■ WHAT IS EXPECTED
Edit the rows below so that each occurrence of "top-left corner" reads "upper-left corner", and leave every other character unchanged.

■ EXERCISE MATERIALS
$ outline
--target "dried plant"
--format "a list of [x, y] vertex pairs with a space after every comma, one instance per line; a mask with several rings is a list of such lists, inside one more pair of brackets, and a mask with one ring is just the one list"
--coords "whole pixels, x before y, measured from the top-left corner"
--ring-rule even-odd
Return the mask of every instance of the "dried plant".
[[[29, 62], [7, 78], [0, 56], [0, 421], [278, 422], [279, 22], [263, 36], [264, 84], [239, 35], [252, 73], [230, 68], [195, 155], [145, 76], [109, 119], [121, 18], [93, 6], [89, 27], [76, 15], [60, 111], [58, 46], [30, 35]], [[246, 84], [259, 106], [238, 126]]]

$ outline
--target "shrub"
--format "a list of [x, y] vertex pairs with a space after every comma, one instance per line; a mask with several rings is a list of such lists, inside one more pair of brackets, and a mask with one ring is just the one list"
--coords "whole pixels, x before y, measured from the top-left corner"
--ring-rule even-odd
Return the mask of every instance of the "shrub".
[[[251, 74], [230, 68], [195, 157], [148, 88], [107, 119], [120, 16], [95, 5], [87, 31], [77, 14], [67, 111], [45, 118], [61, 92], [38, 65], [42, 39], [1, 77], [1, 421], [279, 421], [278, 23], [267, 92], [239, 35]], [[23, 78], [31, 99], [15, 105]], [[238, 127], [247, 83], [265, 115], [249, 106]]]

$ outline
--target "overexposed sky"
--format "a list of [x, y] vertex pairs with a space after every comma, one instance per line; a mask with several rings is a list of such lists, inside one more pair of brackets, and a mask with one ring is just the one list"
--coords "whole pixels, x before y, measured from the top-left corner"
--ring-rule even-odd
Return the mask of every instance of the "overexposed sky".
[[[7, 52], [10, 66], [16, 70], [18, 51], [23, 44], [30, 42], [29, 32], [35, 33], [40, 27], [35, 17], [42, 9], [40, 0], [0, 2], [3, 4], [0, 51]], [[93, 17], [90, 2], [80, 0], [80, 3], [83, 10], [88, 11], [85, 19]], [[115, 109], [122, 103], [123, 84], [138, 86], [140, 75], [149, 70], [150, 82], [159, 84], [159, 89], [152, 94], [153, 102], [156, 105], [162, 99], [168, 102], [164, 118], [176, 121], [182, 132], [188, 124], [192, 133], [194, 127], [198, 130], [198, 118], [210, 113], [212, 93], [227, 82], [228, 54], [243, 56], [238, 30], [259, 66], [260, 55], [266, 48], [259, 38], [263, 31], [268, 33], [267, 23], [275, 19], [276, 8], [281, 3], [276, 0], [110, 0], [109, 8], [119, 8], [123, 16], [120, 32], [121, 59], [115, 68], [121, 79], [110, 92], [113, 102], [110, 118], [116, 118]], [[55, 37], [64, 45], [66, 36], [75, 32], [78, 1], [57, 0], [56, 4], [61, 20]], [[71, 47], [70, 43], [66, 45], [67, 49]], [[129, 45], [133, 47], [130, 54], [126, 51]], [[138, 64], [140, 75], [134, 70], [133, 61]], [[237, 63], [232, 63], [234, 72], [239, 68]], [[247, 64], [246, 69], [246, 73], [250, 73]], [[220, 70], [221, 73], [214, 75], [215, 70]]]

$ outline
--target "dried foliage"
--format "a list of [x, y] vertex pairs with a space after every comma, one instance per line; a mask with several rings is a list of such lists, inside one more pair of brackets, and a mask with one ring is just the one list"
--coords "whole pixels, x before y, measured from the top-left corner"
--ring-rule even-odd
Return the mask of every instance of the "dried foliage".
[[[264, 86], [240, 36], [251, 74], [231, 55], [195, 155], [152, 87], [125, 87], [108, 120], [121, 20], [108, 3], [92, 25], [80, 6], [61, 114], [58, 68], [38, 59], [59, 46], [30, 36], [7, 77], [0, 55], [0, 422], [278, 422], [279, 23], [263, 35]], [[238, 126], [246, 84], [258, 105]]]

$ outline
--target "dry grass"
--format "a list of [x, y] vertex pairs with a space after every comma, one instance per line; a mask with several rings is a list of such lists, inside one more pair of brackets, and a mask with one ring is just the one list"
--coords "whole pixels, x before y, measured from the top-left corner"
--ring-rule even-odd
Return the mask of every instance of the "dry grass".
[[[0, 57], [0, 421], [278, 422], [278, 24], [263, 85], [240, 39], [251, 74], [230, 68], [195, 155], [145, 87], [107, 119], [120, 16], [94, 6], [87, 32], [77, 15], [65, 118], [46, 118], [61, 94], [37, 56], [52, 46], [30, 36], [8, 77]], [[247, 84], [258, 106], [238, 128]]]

■ REPLY
$ outline
--target "dried plant"
--format "a list of [x, y] vertex pairs with a space after every comma, one instance per line; a mask with several rings is a list of such lists, inside one more pair of brackets, and a mask with one ring is just the one list"
--coords "whole pixels, x before y, measured from the upper-left corner"
--ring-rule even-odd
Return the mask of every instance of the "dried plant".
[[[29, 62], [7, 78], [0, 56], [0, 421], [278, 422], [279, 22], [263, 36], [264, 84], [239, 35], [252, 73], [230, 68], [195, 155], [145, 76], [109, 119], [121, 18], [93, 6], [89, 27], [76, 15], [60, 111], [58, 46], [30, 35]], [[246, 84], [259, 106], [238, 126]]]

$ outline
--target "shrub"
--format "a list of [x, y] vertex pairs with a space after every comma, one instance per line; a mask with several rings is a list of such lists, inside one more pair of brackets, and a mask with one ring is just the one list"
--coords "whole pixels, x before y, measured from the upper-left corner"
--ring-rule even-odd
Return the mask of every instance of the "shrub".
[[[251, 74], [230, 68], [195, 157], [148, 88], [107, 119], [120, 16], [95, 5], [87, 31], [77, 14], [67, 111], [45, 118], [61, 92], [38, 65], [42, 39], [1, 77], [1, 421], [279, 421], [278, 23], [267, 92], [239, 35]], [[23, 78], [31, 99], [15, 105]], [[238, 127], [247, 83], [265, 115], [249, 106]]]

$ outline
--target "overexposed sky"
--format "a list of [x, y] vertex pairs with a space after every comma, one instance per line; a mask with several rings is a list of such lists, inside one more pair of brackets, and a mask with one ring is just the one list"
--coords "whole pixels, x before y, measured from the upper-left corner"
--ring-rule even-odd
Return the mask of every instance of the "overexposed sky".
[[[7, 52], [10, 66], [16, 70], [18, 51], [23, 44], [30, 42], [29, 32], [35, 33], [40, 27], [35, 17], [42, 9], [40, 0], [0, 2], [3, 4], [0, 51]], [[93, 17], [90, 2], [80, 0], [80, 3], [83, 10], [88, 11], [85, 19]], [[115, 109], [122, 103], [123, 84], [138, 86], [140, 75], [149, 70], [150, 82], [159, 84], [159, 89], [152, 94], [153, 102], [156, 105], [162, 99], [168, 102], [164, 118], [176, 121], [182, 132], [188, 124], [192, 133], [194, 127], [198, 130], [198, 118], [210, 113], [212, 93], [227, 82], [228, 54], [243, 56], [238, 30], [259, 66], [260, 55], [266, 48], [259, 38], [263, 31], [268, 33], [267, 23], [275, 19], [276, 8], [281, 3], [276, 0], [110, 0], [109, 8], [119, 8], [123, 16], [120, 32], [121, 59], [115, 68], [121, 79], [110, 92], [113, 102], [110, 118], [116, 118]], [[55, 37], [64, 45], [66, 36], [75, 32], [78, 1], [57, 0], [56, 4], [61, 20]], [[71, 47], [70, 43], [66, 45], [67, 49]], [[129, 45], [133, 47], [130, 54], [126, 51]], [[138, 64], [140, 75], [134, 70], [133, 61]], [[237, 63], [232, 63], [234, 72], [239, 68]], [[247, 64], [246, 69], [246, 73], [250, 73]], [[220, 70], [221, 73], [214, 75], [215, 70]]]

$ outline
--target "dried foliage"
--format "a list of [x, y] vertex pairs with a space after every comma, one instance per line; a mask with several rings is a list of such lists, inside one more pair of brackets, and a mask with one ring is just the one list"
--coords "whole pixels, x before y, measured from the upper-left corner"
--ring-rule even-odd
Return the mask of every instance of the "dried foliage".
[[[264, 86], [240, 36], [251, 74], [231, 55], [195, 155], [152, 87], [125, 87], [108, 120], [121, 20], [108, 3], [92, 25], [80, 6], [61, 114], [58, 68], [38, 59], [59, 46], [30, 36], [7, 77], [0, 55], [0, 422], [278, 422], [279, 23], [263, 35]], [[238, 126], [246, 84], [258, 105]]]

$ outline
--target "dry grass"
--format "a list of [x, y] vertex pairs with a space after every comma, one instance per line; a mask with several rings is a list of such lists, inside one more pair of brackets, and a mask with one ring is just the one list"
--coords "whole pixels, x before y, measured from the upper-left corner"
--ring-rule even-odd
Return the mask of every instance of the "dry grass".
[[[0, 57], [0, 421], [278, 422], [278, 24], [263, 85], [240, 39], [251, 74], [230, 68], [195, 155], [145, 87], [107, 119], [120, 16], [94, 6], [87, 32], [77, 15], [65, 118], [46, 118], [61, 94], [37, 56], [52, 46], [30, 36], [8, 77]], [[247, 84], [258, 106], [238, 128]]]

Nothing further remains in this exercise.